Leave every picture out, and write out the remaining entries exactly.

START Data in this exercise

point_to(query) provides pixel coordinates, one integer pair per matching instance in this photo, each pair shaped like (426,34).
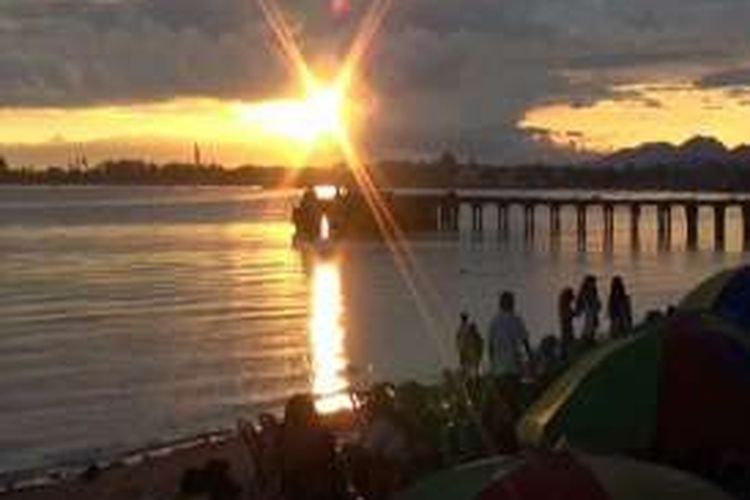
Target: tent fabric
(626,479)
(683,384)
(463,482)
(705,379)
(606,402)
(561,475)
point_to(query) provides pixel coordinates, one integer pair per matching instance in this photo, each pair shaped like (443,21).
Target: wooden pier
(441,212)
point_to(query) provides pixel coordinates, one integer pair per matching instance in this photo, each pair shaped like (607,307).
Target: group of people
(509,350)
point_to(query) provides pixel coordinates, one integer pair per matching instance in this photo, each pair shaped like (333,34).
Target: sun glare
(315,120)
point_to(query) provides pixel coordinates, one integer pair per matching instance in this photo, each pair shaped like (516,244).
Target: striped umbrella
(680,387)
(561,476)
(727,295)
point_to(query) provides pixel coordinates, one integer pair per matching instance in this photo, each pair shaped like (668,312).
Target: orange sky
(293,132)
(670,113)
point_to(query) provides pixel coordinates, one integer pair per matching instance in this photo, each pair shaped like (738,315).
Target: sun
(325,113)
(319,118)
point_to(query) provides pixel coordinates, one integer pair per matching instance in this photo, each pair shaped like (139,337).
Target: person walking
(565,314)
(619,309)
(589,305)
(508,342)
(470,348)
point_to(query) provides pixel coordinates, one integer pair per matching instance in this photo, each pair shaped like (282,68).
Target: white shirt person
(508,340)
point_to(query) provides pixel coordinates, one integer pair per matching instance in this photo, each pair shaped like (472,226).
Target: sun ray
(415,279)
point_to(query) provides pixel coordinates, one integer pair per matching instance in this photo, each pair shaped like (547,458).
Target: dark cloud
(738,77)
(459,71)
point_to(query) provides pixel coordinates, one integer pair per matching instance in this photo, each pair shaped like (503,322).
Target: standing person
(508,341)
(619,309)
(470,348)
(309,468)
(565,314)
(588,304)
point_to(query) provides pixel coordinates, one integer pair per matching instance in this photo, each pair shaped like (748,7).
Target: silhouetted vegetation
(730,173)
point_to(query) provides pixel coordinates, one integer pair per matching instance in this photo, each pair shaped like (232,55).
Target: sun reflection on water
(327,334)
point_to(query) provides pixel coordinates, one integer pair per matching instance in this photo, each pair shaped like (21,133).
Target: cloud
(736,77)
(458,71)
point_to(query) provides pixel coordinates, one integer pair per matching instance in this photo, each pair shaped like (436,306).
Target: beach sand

END Data in this exercise

## Response for this exercise
point_to(query) provides pixel coordinates, one integer pair per matching instance in this photo, each pair shaped like (426,34).
Target: tent fabric
(626,479)
(683,384)
(463,482)
(705,379)
(606,402)
(561,475)
point_to(query) provides pixel coordinates, one integer pair per matching instance in this photo, each pair shaped like (443,21).
Target: wooden pier
(441,212)
point_to(query) provides pixel coordinates, one integer pair per matching instance in this photo, each pair shaped like (607,307).
Target: group of people
(509,350)
point_to(query) provides pixel coordinates, one integer pair per matching instance in this photo, each pair shaped like (333,34).
Target: sun glare
(315,120)
point_to(query) provides pixel coordinates, one integer pair per matching instance in this photo, each pair shaped like (516,244).
Target: striped umbrella
(680,387)
(561,476)
(727,295)
point_to(query) provides pixel coordinates, one integer pair per matching instance in this photo, each pair shaped like (668,312).
Target: orange sky
(293,132)
(670,113)
point_to(query) provides pixel coordinates, one integer pair per matching instance in this photo, each pair shaped like (738,315).
Target: sun
(325,113)
(319,118)
point_to(query) provides pixel coordinates, one integer pair per matching instance in this photo, each pair shaped like (139,337).
Target: person walking
(565,314)
(619,309)
(589,305)
(508,342)
(470,348)
point_to(query) provides pixel coordinates, one integer pair per matching instance in this photo, each pair shaped like (282,68).
Target: white shirt person
(508,340)
point_to(query) provides pixel coordinates, one integer pair per matching instance in this photo, each pair shaped like (472,226).
Target: sun ray
(415,279)
point_to(query) provides pixel coordinates, one integer pair per matching instance in this photo, each pair shaped like (547,458).
Target: dark cloud
(738,77)
(459,71)
point_to(query) provides pixel coordinates, one integer pair per matching instance in this photo, each pair shaped like (503,322).
Target: standing person
(508,341)
(619,309)
(470,348)
(309,468)
(565,314)
(588,304)
point_to(query) provides pixel coordinates, one integer pair per matching instance in this photo, each pair shaped like (748,7).
Target: silhouetted vegetation
(730,173)
point_to(query) provides pixel coordinates, one integer pair per matching instance in this photo, each pair shaped like (232,55).
Target: sun reflection on water
(327,334)
point_to(query) provides pixel coordinates, one integer pair per matching instance in this photo, each pair shaped like (21,133).
Target: cloud
(736,77)
(458,71)
point_to(query) provides pixel coordinates, one integer pair per matching instance in this photo, each pair shaped like (436,306).
Target: beach sand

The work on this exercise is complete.